__Work to do__
Can you copy the records below, changing every "pale sky" to "clear sky" and leaving everything else unchanged?

=-=-=

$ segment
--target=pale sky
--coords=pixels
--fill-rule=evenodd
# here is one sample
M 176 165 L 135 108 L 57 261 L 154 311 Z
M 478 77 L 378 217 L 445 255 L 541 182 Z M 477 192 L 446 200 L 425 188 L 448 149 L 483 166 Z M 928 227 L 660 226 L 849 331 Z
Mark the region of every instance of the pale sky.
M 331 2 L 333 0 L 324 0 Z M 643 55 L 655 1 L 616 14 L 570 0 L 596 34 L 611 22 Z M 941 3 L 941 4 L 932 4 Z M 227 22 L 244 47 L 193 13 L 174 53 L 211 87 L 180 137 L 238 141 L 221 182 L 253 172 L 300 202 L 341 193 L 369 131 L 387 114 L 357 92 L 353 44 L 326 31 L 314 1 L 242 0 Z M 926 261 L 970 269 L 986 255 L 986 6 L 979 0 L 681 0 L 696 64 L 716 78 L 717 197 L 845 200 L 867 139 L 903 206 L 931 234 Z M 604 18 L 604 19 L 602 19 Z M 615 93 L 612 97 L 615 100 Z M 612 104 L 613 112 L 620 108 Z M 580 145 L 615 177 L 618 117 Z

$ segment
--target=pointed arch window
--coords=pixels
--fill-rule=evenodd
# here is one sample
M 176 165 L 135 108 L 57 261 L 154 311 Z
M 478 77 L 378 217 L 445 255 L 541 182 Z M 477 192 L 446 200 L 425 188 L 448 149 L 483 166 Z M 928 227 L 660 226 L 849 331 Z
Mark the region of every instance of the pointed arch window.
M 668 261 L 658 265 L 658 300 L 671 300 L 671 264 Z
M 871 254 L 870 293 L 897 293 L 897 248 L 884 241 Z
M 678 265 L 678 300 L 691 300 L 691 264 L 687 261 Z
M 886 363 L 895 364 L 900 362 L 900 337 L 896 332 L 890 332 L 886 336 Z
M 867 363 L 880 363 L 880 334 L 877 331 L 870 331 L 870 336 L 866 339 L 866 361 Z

=-=-=

__Solution below__
$ segment
--target=clear sky
--coords=pixels
--fill-rule=evenodd
# here is one sample
M 176 165 L 135 108 L 57 261 L 154 311 Z
M 478 77 L 378 217 L 445 255 L 541 182 Z M 477 192 L 446 200 L 425 188 L 448 149 L 483 166 Z M 928 227 L 660 226 L 849 331 Z
Mark the region of every instance of the clear sky.
M 331 2 L 333 0 L 324 0 Z M 643 55 L 655 1 L 616 14 L 570 0 L 596 34 L 611 22 Z M 941 3 L 941 4 L 932 4 Z M 227 22 L 244 47 L 193 13 L 174 53 L 211 87 L 180 137 L 238 141 L 221 182 L 253 172 L 300 202 L 341 193 L 369 131 L 387 114 L 357 92 L 353 44 L 326 31 L 314 1 L 242 0 Z M 926 261 L 970 269 L 986 255 L 986 6 L 979 0 L 681 0 L 696 64 L 716 78 L 717 197 L 845 200 L 867 139 L 903 206 L 931 234 Z M 604 18 L 604 19 L 602 19 Z M 615 93 L 612 97 L 615 100 Z M 612 104 L 613 112 L 620 108 Z M 580 145 L 615 177 L 618 117 Z

$ segment
--target=pointed arch window
--coords=pixels
--fill-rule=evenodd
# here is one sample
M 176 165 L 135 108 L 57 261 L 154 311 Z
M 478 77 L 378 217 L 445 255 L 541 182 Z M 477 192 L 446 200 L 425 188 L 448 149 L 483 166 Z M 928 227 L 660 226 L 849 331 Z
Mark the region of every instance of the pointed arch window.
M 668 261 L 658 265 L 658 300 L 671 300 L 671 264 Z
M 871 254 L 870 293 L 897 293 L 897 248 L 884 241 Z
M 678 265 L 678 300 L 691 300 L 691 264 L 687 261 Z
M 886 363 L 895 364 L 900 362 L 900 337 L 896 332 L 890 332 L 886 336 Z
M 867 363 L 880 363 L 880 334 L 877 331 L 870 331 L 870 336 L 866 339 L 866 361 Z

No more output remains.